ПРЕДОСТАВЛЕННЫЙ ФРАГМЕНТ =>

•••

По какой-то странной логике соответствий, соприродных то ли национальному темпераменту, то ли человеческому вообще, кажется совершенно естественным, что, уснув в саду, я увижу во сне степь. И виной тому – не наследие Срединной империи Чингизидов, в любом относительно спокойном месте видевших разве что возможность передышки перед следующим броском, а обычная эстетическая предрасположенность заставляющая попавшего в изобилие тянуться к скудности. Неважно, о каком изобилии идет речь: вещественном, эмоциональном или просто пышности флоры и фауны, которые предполагает существование Сада. Изгнанные из него когда-то, мы на протяжении своей истории к нему и стремимся, идеализируя далекие свободные материки или ушедшие эпохи. Попавшей когда-то в один из садов цивилизации Лидии Григорьевой тоже снятся «ковыль да молочай, полынь да мята», «сухие стебли старых слов», что «горят костра посредь». В одном из стихотворений она приводит строки Григория Сковороды, видимо, выражающие для нее идеал земного существования:
«Не пойду в город богатый.
Я буду в полях жить,
Буду век мой коротати,
где тихо время бежит».
За простотой этих слов стоит опыт, понятный сейчас далеко не каждому: речь идет не о «бегстве на природу», даже не о порыве к уединению, а о состоявшемся мировоззрении, ведущем к полной смене координат с иными законами и течением времени.
«Как ты живешь, волче?» —
слышатся голоса.
Книги стоят молча,
тихие, как леса.
«Видишь, бредет лихо?
Волчью умерь прыть!».
Книги стоят тихо,
если их не открыть.

•••

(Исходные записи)
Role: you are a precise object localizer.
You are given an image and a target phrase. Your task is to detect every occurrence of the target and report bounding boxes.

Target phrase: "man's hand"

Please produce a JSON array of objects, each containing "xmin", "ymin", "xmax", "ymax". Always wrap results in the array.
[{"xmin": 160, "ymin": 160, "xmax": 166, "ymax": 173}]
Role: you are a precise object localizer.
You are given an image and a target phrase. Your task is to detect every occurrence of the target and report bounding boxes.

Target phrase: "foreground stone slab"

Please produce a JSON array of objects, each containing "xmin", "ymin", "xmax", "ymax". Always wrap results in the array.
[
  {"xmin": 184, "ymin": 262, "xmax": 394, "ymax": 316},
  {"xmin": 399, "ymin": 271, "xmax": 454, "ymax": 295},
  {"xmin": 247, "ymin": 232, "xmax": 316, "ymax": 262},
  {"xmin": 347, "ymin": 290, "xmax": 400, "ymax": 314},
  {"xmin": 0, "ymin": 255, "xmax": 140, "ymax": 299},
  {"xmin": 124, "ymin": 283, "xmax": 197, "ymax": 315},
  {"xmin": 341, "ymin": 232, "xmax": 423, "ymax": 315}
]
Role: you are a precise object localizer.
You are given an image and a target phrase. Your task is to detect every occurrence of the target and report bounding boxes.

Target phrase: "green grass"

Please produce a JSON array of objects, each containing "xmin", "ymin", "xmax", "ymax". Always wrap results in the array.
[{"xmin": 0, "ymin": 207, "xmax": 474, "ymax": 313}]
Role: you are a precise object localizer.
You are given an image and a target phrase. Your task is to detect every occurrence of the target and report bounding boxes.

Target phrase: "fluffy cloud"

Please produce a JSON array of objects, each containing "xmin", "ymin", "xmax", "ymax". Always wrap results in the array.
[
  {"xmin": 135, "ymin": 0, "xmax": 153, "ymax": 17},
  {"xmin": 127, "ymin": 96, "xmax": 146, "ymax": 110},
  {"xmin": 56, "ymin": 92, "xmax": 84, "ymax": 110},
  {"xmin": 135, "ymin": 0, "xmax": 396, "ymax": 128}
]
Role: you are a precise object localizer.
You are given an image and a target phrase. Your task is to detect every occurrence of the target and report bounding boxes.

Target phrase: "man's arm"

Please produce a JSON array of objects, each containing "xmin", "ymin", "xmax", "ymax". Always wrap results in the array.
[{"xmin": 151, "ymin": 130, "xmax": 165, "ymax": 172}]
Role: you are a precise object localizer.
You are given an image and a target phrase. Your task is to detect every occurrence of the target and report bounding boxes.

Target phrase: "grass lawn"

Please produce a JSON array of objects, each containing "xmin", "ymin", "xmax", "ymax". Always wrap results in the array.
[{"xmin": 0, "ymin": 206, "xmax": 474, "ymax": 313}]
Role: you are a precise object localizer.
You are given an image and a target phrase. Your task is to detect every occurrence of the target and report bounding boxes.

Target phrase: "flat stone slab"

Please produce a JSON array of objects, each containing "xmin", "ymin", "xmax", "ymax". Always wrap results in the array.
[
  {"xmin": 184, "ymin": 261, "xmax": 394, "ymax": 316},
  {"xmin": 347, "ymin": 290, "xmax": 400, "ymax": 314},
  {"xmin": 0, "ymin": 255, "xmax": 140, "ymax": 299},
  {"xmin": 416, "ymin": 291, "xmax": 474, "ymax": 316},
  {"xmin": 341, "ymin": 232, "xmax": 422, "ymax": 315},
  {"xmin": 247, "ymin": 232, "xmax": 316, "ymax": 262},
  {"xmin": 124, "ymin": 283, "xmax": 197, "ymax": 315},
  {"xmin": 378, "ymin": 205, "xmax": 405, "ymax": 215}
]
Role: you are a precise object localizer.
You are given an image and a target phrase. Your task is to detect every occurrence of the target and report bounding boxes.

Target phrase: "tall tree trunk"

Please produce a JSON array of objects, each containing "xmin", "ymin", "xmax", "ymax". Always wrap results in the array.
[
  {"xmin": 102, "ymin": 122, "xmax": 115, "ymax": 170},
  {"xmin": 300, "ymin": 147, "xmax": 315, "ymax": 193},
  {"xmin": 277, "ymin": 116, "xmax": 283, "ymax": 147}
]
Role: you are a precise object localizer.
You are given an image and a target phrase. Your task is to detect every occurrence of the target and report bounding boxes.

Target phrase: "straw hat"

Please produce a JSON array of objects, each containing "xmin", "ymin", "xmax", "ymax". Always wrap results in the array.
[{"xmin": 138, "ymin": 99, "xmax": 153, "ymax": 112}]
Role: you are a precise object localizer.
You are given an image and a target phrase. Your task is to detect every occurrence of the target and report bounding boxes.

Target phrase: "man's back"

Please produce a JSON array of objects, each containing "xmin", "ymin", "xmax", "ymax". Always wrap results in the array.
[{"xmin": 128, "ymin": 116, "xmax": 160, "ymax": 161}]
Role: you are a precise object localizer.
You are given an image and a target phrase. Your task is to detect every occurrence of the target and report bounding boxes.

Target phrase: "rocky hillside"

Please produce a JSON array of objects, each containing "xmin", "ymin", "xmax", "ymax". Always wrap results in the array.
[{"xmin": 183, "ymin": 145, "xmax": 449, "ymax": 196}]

•••

УСЛОВИЕ ЗАДАНИЯ => Чьи строки, согласно предоставленному фрагменту, Лидия Григорьева приводит в одном из своих стихотворений?

РЕЗУЛЬТАТ ЗАДАНИЯ => Строки Григория Сковороды.